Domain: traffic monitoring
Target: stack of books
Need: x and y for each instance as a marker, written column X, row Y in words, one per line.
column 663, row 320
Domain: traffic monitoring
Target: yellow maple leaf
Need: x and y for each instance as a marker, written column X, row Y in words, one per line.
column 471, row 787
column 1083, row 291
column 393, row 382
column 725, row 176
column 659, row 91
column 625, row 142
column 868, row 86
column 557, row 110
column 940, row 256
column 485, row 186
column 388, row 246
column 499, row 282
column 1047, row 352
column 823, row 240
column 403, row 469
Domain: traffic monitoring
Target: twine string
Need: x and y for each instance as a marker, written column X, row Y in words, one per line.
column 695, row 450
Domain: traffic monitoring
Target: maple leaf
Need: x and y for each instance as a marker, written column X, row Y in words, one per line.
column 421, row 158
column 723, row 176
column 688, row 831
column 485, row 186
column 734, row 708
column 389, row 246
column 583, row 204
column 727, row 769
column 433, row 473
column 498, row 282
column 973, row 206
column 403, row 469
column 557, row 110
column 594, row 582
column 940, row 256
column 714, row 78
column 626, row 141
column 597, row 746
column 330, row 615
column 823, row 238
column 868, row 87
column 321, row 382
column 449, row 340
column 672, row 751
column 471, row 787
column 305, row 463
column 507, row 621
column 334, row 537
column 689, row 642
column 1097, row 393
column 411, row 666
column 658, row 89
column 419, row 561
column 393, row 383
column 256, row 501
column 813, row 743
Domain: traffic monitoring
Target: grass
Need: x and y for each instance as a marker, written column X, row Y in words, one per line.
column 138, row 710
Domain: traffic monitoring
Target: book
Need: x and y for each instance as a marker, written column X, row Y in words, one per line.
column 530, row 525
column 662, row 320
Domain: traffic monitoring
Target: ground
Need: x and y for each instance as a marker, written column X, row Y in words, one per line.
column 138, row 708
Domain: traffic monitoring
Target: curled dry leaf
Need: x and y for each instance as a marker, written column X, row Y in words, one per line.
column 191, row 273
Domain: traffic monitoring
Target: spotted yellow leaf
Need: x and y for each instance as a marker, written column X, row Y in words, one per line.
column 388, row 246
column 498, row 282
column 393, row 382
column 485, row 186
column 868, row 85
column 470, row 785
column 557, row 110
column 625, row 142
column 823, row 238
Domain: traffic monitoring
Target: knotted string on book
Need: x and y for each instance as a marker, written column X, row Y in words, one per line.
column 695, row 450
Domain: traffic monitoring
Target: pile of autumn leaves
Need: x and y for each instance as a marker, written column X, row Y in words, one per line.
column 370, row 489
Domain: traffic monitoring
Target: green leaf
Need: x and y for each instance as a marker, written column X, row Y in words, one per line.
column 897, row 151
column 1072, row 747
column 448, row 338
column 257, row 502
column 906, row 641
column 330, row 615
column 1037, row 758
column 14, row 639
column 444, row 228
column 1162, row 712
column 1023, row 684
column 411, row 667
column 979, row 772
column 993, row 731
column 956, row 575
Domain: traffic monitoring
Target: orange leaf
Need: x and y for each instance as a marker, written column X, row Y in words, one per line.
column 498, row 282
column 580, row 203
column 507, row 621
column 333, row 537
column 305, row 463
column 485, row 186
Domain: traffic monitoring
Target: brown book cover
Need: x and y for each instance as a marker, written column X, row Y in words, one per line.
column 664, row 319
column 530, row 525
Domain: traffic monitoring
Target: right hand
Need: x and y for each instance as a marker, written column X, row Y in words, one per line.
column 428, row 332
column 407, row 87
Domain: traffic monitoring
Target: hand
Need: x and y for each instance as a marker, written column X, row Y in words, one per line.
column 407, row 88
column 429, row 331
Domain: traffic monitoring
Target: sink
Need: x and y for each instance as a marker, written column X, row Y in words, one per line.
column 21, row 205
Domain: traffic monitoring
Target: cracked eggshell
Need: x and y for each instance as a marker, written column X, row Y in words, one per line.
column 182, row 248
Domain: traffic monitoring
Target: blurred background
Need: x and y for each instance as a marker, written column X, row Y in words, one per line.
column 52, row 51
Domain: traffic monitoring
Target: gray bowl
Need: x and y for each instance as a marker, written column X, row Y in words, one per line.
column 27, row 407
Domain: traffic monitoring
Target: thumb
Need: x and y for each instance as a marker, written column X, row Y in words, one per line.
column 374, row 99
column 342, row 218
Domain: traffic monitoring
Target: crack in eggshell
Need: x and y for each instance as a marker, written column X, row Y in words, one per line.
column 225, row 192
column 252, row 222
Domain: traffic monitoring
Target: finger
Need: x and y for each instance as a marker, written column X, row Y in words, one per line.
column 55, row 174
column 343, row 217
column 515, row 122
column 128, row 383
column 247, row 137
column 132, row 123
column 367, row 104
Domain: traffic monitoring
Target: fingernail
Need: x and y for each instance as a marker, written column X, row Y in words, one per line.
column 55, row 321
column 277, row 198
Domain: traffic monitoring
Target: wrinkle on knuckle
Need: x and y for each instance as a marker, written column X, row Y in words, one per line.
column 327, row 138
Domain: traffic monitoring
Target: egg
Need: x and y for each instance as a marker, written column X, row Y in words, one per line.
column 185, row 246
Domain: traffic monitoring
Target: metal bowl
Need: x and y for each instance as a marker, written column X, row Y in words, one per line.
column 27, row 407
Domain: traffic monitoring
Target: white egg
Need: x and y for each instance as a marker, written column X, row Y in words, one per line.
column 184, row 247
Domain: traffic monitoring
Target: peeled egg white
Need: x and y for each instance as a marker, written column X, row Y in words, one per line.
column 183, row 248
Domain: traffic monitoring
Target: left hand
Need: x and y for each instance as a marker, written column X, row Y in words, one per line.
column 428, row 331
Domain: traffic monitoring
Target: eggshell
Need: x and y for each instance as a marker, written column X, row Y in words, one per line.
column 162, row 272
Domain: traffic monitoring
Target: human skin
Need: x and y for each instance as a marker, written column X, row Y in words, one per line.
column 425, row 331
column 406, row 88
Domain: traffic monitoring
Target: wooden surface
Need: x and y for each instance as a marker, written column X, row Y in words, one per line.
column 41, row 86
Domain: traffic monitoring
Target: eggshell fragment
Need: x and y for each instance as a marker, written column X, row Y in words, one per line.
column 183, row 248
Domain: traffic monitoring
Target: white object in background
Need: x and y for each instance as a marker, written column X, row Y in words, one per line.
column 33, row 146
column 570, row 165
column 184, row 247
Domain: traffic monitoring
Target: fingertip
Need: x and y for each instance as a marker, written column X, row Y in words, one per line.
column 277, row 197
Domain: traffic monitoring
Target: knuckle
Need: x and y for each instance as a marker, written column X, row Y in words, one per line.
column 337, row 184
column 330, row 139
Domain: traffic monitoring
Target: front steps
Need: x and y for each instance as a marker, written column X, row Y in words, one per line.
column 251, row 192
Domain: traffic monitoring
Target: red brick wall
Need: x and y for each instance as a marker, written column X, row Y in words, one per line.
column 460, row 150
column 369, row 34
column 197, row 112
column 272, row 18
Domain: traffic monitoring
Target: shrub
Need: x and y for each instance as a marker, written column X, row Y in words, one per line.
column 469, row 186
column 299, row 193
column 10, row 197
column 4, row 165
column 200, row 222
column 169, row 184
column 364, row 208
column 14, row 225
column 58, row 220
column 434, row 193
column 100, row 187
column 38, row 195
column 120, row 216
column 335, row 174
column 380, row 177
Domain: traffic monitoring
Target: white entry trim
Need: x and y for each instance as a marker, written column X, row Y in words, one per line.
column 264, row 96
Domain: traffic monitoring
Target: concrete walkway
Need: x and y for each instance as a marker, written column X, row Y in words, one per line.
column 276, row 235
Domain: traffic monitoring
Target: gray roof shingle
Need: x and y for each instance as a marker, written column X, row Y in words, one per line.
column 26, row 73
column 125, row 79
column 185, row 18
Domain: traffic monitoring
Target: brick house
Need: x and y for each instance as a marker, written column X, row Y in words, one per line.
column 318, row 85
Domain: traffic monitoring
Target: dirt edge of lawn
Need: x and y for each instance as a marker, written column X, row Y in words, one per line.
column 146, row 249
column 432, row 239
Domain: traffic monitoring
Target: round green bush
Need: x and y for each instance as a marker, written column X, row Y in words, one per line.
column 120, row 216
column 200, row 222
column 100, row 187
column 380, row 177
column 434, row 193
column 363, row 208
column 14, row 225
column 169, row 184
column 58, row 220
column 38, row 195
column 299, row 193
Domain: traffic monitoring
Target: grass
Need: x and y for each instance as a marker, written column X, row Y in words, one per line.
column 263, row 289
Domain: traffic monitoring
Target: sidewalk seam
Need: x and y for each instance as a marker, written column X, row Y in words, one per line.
○ ○ ○
◆ What needs to be done ◆
Could you write out the records above word for word, from the start through the line containing "column 813, row 743", including that final line?

◆ Expected output ◆
Domain: traffic monitoring
Target: stack of books
Need: x and y for each instance as a marker, written column X, row Y in words, one per line.
column 663, row 320
Domain: traffic monitoring
Target: yellow maple leaf
Need: x and y for each instance as a marker, written column X, row Y in words, one per line.
column 471, row 787
column 1083, row 291
column 393, row 382
column 725, row 176
column 659, row 91
column 625, row 142
column 868, row 86
column 557, row 110
column 940, row 256
column 485, row 186
column 388, row 246
column 499, row 282
column 1047, row 352
column 823, row 240
column 403, row 469
Domain: traffic monitoring
Target: twine string
Need: x and y for each instance as a marker, written column X, row Y in words, one per line.
column 695, row 450
Domain: traffic monitoring
Target: maple leaf
Need: x and y for each instance as a marker, written column X, row Y in words, one per line.
column 421, row 158
column 723, row 176
column 688, row 831
column 485, row 186
column 734, row 708
column 389, row 246
column 583, row 204
column 727, row 769
column 433, row 473
column 498, row 282
column 973, row 206
column 403, row 469
column 557, row 110
column 594, row 582
column 940, row 256
column 714, row 78
column 626, row 141
column 597, row 746
column 330, row 615
column 823, row 238
column 868, row 87
column 321, row 382
column 449, row 340
column 672, row 751
column 471, row 787
column 305, row 463
column 507, row 621
column 334, row 537
column 689, row 642
column 1097, row 393
column 411, row 666
column 658, row 89
column 419, row 561
column 393, row 383
column 256, row 501
column 813, row 743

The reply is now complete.